>> BEGIN Available records
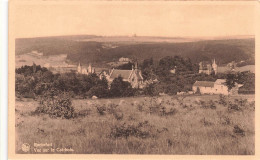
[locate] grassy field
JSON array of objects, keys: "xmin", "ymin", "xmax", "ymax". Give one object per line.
[{"xmin": 15, "ymin": 95, "xmax": 255, "ymax": 155}]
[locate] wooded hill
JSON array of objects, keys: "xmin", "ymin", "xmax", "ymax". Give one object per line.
[{"xmin": 15, "ymin": 35, "xmax": 255, "ymax": 65}]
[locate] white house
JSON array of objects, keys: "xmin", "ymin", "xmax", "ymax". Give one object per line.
[
  {"xmin": 77, "ymin": 63, "xmax": 95, "ymax": 75},
  {"xmin": 108, "ymin": 66, "xmax": 144, "ymax": 88}
]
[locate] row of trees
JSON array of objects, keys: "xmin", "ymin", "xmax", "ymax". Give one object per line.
[
  {"xmin": 16, "ymin": 56, "xmax": 255, "ymax": 98},
  {"xmin": 15, "ymin": 65, "xmax": 135, "ymax": 98}
]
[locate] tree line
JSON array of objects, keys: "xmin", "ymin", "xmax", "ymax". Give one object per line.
[{"xmin": 15, "ymin": 56, "xmax": 255, "ymax": 98}]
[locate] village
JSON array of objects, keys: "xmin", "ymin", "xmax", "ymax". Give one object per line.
[{"xmin": 35, "ymin": 57, "xmax": 255, "ymax": 95}]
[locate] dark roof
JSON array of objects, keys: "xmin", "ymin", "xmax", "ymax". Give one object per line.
[
  {"xmin": 217, "ymin": 66, "xmax": 231, "ymax": 73},
  {"xmin": 110, "ymin": 69, "xmax": 132, "ymax": 79},
  {"xmin": 236, "ymin": 65, "xmax": 255, "ymax": 73},
  {"xmin": 193, "ymin": 81, "xmax": 215, "ymax": 87}
]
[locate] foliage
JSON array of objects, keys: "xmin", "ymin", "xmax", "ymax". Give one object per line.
[
  {"xmin": 35, "ymin": 92, "xmax": 74, "ymax": 119},
  {"xmin": 110, "ymin": 76, "xmax": 134, "ymax": 97},
  {"xmin": 115, "ymin": 62, "xmax": 134, "ymax": 70}
]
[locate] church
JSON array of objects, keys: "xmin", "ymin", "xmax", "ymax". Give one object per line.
[
  {"xmin": 199, "ymin": 59, "xmax": 218, "ymax": 75},
  {"xmin": 77, "ymin": 63, "xmax": 144, "ymax": 88},
  {"xmin": 107, "ymin": 64, "xmax": 144, "ymax": 88},
  {"xmin": 77, "ymin": 63, "xmax": 95, "ymax": 75}
]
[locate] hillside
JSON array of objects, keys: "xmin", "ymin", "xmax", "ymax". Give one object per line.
[{"xmin": 15, "ymin": 35, "xmax": 255, "ymax": 65}]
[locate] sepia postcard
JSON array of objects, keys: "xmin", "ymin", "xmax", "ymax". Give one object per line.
[{"xmin": 8, "ymin": 0, "xmax": 260, "ymax": 160}]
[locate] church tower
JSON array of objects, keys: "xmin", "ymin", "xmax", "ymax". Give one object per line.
[
  {"xmin": 212, "ymin": 59, "xmax": 218, "ymax": 74},
  {"xmin": 77, "ymin": 62, "xmax": 82, "ymax": 74}
]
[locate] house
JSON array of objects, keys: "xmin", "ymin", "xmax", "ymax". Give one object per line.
[
  {"xmin": 218, "ymin": 63, "xmax": 255, "ymax": 74},
  {"xmin": 77, "ymin": 63, "xmax": 95, "ymax": 75},
  {"xmin": 118, "ymin": 57, "xmax": 131, "ymax": 62},
  {"xmin": 192, "ymin": 81, "xmax": 214, "ymax": 94},
  {"xmin": 199, "ymin": 59, "xmax": 218, "ymax": 75},
  {"xmin": 107, "ymin": 65, "xmax": 143, "ymax": 88},
  {"xmin": 96, "ymin": 69, "xmax": 111, "ymax": 80},
  {"xmin": 192, "ymin": 79, "xmax": 242, "ymax": 95}
]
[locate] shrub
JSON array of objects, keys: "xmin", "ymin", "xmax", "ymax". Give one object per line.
[
  {"xmin": 233, "ymin": 125, "xmax": 245, "ymax": 136},
  {"xmin": 87, "ymin": 86, "xmax": 108, "ymax": 98},
  {"xmin": 235, "ymin": 99, "xmax": 247, "ymax": 107},
  {"xmin": 218, "ymin": 94, "xmax": 227, "ymax": 106},
  {"xmin": 228, "ymin": 101, "xmax": 241, "ymax": 111},
  {"xmin": 110, "ymin": 123, "xmax": 151, "ymax": 139},
  {"xmin": 96, "ymin": 105, "xmax": 106, "ymax": 116},
  {"xmin": 35, "ymin": 93, "xmax": 75, "ymax": 119}
]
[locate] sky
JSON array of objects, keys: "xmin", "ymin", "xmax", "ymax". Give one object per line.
[{"xmin": 9, "ymin": 1, "xmax": 255, "ymax": 38}]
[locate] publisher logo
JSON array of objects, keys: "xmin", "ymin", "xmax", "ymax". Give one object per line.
[{"xmin": 22, "ymin": 143, "xmax": 30, "ymax": 152}]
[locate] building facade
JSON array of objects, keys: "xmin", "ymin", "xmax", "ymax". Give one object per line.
[
  {"xmin": 199, "ymin": 59, "xmax": 218, "ymax": 75},
  {"xmin": 77, "ymin": 63, "xmax": 95, "ymax": 75},
  {"xmin": 107, "ymin": 66, "xmax": 144, "ymax": 88}
]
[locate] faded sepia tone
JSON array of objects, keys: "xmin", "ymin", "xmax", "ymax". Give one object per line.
[{"xmin": 9, "ymin": 1, "xmax": 259, "ymax": 158}]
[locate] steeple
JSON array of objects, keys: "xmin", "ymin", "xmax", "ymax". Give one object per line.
[
  {"xmin": 77, "ymin": 62, "xmax": 82, "ymax": 74},
  {"xmin": 212, "ymin": 58, "xmax": 218, "ymax": 74}
]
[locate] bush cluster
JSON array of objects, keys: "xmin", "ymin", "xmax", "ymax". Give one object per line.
[{"xmin": 35, "ymin": 93, "xmax": 75, "ymax": 119}]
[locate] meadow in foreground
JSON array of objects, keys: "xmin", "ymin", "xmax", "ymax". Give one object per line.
[{"xmin": 15, "ymin": 95, "xmax": 255, "ymax": 155}]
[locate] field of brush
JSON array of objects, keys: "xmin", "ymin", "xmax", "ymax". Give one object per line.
[{"xmin": 15, "ymin": 95, "xmax": 255, "ymax": 155}]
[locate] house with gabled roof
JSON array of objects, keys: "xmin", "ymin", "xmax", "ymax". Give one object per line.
[{"xmin": 107, "ymin": 66, "xmax": 143, "ymax": 88}]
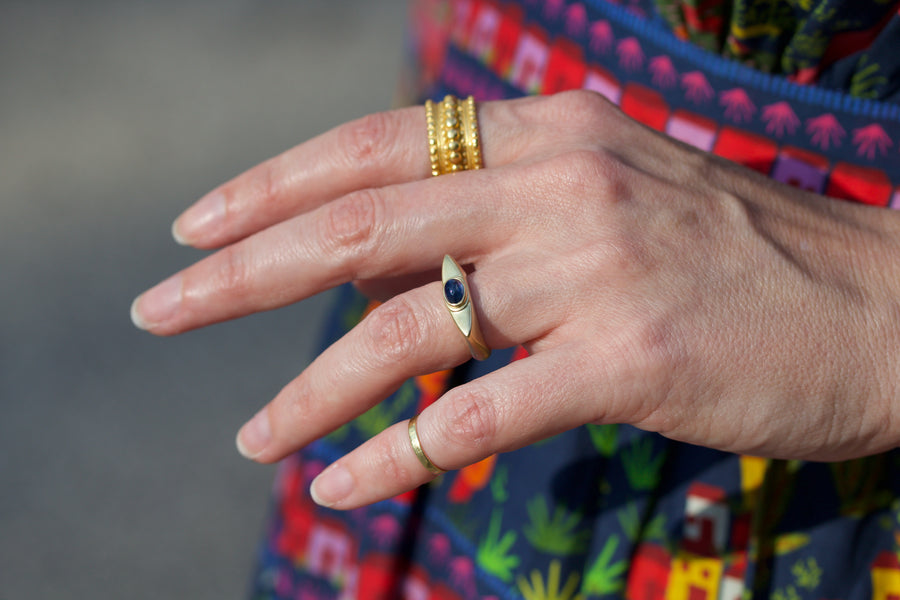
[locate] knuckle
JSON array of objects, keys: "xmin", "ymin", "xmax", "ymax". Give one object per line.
[
  {"xmin": 321, "ymin": 190, "xmax": 383, "ymax": 252},
  {"xmin": 549, "ymin": 90, "xmax": 618, "ymax": 138},
  {"xmin": 442, "ymin": 384, "xmax": 498, "ymax": 451},
  {"xmin": 553, "ymin": 90, "xmax": 613, "ymax": 116},
  {"xmin": 364, "ymin": 297, "xmax": 421, "ymax": 364},
  {"xmin": 367, "ymin": 435, "xmax": 413, "ymax": 485},
  {"xmin": 338, "ymin": 112, "xmax": 397, "ymax": 168}
]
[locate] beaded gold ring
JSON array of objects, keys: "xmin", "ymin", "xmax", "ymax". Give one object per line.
[{"xmin": 425, "ymin": 95, "xmax": 483, "ymax": 177}]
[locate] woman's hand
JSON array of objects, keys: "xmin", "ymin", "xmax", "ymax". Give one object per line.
[{"xmin": 133, "ymin": 92, "xmax": 900, "ymax": 508}]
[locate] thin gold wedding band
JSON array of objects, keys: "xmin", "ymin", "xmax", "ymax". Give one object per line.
[{"xmin": 407, "ymin": 415, "xmax": 444, "ymax": 475}]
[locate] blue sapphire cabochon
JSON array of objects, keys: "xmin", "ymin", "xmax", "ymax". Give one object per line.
[{"xmin": 444, "ymin": 279, "xmax": 466, "ymax": 305}]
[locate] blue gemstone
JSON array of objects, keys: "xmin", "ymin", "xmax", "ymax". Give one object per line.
[{"xmin": 444, "ymin": 279, "xmax": 466, "ymax": 305}]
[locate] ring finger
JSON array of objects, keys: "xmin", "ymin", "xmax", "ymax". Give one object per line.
[{"xmin": 238, "ymin": 253, "xmax": 561, "ymax": 462}]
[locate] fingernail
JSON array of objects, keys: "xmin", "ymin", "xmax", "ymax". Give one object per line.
[
  {"xmin": 131, "ymin": 275, "xmax": 181, "ymax": 329},
  {"xmin": 309, "ymin": 463, "xmax": 353, "ymax": 507},
  {"xmin": 236, "ymin": 408, "xmax": 272, "ymax": 460},
  {"xmin": 172, "ymin": 192, "xmax": 225, "ymax": 245}
]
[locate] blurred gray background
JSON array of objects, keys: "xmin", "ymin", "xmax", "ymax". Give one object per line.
[{"xmin": 0, "ymin": 0, "xmax": 405, "ymax": 600}]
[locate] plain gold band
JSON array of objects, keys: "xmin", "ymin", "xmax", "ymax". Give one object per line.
[{"xmin": 407, "ymin": 415, "xmax": 444, "ymax": 475}]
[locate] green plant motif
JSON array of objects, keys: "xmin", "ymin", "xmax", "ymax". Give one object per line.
[
  {"xmin": 772, "ymin": 585, "xmax": 800, "ymax": 600},
  {"xmin": 622, "ymin": 436, "xmax": 666, "ymax": 491},
  {"xmin": 587, "ymin": 423, "xmax": 619, "ymax": 458},
  {"xmin": 491, "ymin": 465, "xmax": 509, "ymax": 504},
  {"xmin": 516, "ymin": 560, "xmax": 584, "ymax": 600},
  {"xmin": 581, "ymin": 535, "xmax": 628, "ymax": 596},
  {"xmin": 353, "ymin": 380, "xmax": 416, "ymax": 437},
  {"xmin": 850, "ymin": 54, "xmax": 888, "ymax": 98},
  {"xmin": 829, "ymin": 455, "xmax": 893, "ymax": 517},
  {"xmin": 774, "ymin": 533, "xmax": 809, "ymax": 556},
  {"xmin": 616, "ymin": 502, "xmax": 666, "ymax": 542},
  {"xmin": 476, "ymin": 509, "xmax": 519, "ymax": 583},
  {"xmin": 791, "ymin": 556, "xmax": 822, "ymax": 590},
  {"xmin": 523, "ymin": 496, "xmax": 591, "ymax": 556}
]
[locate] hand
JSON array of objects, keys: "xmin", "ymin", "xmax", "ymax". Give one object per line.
[{"xmin": 133, "ymin": 92, "xmax": 900, "ymax": 508}]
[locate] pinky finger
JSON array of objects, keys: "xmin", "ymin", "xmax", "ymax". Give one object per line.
[{"xmin": 310, "ymin": 348, "xmax": 591, "ymax": 509}]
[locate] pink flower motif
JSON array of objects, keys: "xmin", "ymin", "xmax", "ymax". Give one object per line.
>> END Available records
What you need to do >>
Please show every line of the items that contains the word "sepia".

Correct response >>
[locate] sepia postcard
[locate] faded sepia tone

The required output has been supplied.